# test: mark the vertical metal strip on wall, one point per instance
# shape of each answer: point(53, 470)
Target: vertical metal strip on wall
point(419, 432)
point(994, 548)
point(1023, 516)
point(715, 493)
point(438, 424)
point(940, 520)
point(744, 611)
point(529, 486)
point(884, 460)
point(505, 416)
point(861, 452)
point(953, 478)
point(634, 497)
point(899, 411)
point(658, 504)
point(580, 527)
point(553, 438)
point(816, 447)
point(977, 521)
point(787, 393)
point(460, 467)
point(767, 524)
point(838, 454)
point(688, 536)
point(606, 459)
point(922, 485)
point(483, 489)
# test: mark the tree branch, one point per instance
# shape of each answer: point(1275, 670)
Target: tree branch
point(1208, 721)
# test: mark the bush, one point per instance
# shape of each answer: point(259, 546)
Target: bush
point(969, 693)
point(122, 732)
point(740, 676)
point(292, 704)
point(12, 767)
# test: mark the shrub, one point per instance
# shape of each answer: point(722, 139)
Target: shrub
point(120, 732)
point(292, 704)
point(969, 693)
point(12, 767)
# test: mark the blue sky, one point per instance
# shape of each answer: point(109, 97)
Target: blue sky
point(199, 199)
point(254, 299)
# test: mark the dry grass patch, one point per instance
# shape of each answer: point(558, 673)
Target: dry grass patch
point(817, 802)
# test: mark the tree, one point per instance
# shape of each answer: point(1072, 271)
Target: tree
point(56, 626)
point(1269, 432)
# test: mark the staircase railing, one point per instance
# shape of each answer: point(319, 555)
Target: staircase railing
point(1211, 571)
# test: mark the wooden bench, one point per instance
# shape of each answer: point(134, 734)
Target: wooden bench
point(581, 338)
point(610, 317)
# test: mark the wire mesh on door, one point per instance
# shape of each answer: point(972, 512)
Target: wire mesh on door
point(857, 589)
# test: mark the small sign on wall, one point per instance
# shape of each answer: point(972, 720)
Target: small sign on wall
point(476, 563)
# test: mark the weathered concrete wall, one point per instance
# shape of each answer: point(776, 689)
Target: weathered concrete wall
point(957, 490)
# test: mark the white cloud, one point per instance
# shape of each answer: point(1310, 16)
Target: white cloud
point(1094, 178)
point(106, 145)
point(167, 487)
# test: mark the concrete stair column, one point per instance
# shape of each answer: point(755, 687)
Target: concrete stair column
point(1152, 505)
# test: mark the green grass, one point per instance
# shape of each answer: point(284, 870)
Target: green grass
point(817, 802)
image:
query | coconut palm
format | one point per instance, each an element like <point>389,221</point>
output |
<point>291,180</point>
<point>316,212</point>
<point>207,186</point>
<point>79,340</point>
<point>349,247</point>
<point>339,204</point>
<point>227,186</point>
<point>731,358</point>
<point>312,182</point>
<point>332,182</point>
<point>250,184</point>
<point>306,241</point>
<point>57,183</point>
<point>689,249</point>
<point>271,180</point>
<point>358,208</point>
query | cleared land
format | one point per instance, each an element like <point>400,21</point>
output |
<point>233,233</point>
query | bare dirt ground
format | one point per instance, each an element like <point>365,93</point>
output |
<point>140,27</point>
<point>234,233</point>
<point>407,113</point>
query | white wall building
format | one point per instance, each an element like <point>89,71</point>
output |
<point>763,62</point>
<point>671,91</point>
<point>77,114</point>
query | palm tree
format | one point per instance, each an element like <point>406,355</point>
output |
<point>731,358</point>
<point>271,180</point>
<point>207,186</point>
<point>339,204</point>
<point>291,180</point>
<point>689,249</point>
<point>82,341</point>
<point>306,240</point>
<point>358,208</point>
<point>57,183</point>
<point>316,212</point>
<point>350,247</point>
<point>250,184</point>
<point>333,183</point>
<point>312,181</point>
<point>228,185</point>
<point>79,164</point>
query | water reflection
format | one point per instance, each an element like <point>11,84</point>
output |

-.-.-

Copy all the entries verbatim.

# test: mark the vertical metal strip on wall, one point per instance
# shape of each answer: point(53, 470)
Target: vertical metal strip on wall
point(419, 432)
point(994, 548)
point(1023, 516)
point(715, 493)
point(438, 424)
point(940, 520)
point(744, 611)
point(529, 486)
point(884, 460)
point(505, 416)
point(861, 452)
point(953, 478)
point(634, 497)
point(899, 411)
point(658, 504)
point(580, 527)
point(553, 438)
point(816, 447)
point(977, 521)
point(787, 393)
point(460, 467)
point(767, 524)
point(838, 454)
point(688, 536)
point(606, 459)
point(922, 485)
point(483, 489)
# test: mark the tree branch, one point per instance
# shape of each answer: point(1275, 670)
Target: tree branch
point(1208, 721)
# test: mark the bush, one point per instance
# shape of each answer: point(259, 546)
Target: bush
point(969, 693)
point(122, 732)
point(740, 676)
point(292, 704)
point(12, 767)
# test: mark the shrub, one point per instance
# shape of each answer: point(722, 139)
Target: shrub
point(120, 732)
point(292, 704)
point(969, 693)
point(12, 767)
# test: mark the blue sky, one point per instance
# shape of each answer: point(109, 97)
Target: blue sky
point(199, 199)
point(254, 299)
# test: mark the dry grass patch, one point per instance
# shape of each answer: point(558, 673)
Target: dry grass patch
point(817, 802)
# test: mark the tree, one point per instance
# shape of each answer: point(1072, 271)
Target: tree
point(56, 626)
point(1269, 432)
# test: mark the staircase railing, one point per instance
# shape of each answer: point(319, 555)
Target: staircase railing
point(1211, 571)
# test: mark the wooden bench, one point per instance
# shape of each answer: point(134, 734)
Target: wooden bench
point(581, 338)
point(610, 317)
# test: mark the wire mesh on door, one point per instance
# shape of each answer: point(972, 512)
Target: wire mesh on door
point(857, 589)
# test: mark the small sign on wall, one point per instance
# shape of each answer: point(972, 720)
Target: small sign on wall
point(476, 563)
# test: mark the weathered concrete wall, one point per instance
# shape of each answer: point(776, 689)
Target: weathered concrete wall
point(957, 490)
# test: mark the white cloud, one point per instance
# shape of each answer: point(1310, 16)
Target: white cloud
point(1094, 178)
point(106, 145)
point(167, 487)
# test: mark the concrete stair column, one point per instance
# shape of each answer: point(755, 687)
Target: concrete stair column
point(1152, 505)
# test: mark the green grass, one point per instance
# shape of each answer: point(284, 870)
Target: green grass
point(817, 802)
image:
query | coconut palm
format | one point per instance, each an element like <point>389,221</point>
output |
<point>291,180</point>
<point>316,212</point>
<point>207,186</point>
<point>79,340</point>
<point>349,247</point>
<point>339,204</point>
<point>227,186</point>
<point>731,358</point>
<point>312,182</point>
<point>332,182</point>
<point>250,184</point>
<point>306,241</point>
<point>57,183</point>
<point>689,249</point>
<point>271,180</point>
<point>358,208</point>
query | cleared land
format | one point per instance, each an element like <point>400,21</point>
output |
<point>233,233</point>
query | bare dirt ground
format | one point per instance, each an element like <point>365,93</point>
output |
<point>140,27</point>
<point>234,233</point>
<point>407,113</point>
query | white wall building
format | one point per instance, each an element like <point>89,71</point>
output |
<point>763,62</point>
<point>671,91</point>
<point>77,114</point>
query | palm tree
format | one point per instance, each an element like <point>406,355</point>
output |
<point>731,358</point>
<point>271,180</point>
<point>207,186</point>
<point>339,204</point>
<point>291,180</point>
<point>689,249</point>
<point>82,341</point>
<point>306,240</point>
<point>358,208</point>
<point>57,183</point>
<point>316,212</point>
<point>350,247</point>
<point>250,184</point>
<point>333,183</point>
<point>312,181</point>
<point>228,185</point>
<point>79,164</point>
query | water reflection
format | one point per instance, each an element like <point>11,84</point>
output |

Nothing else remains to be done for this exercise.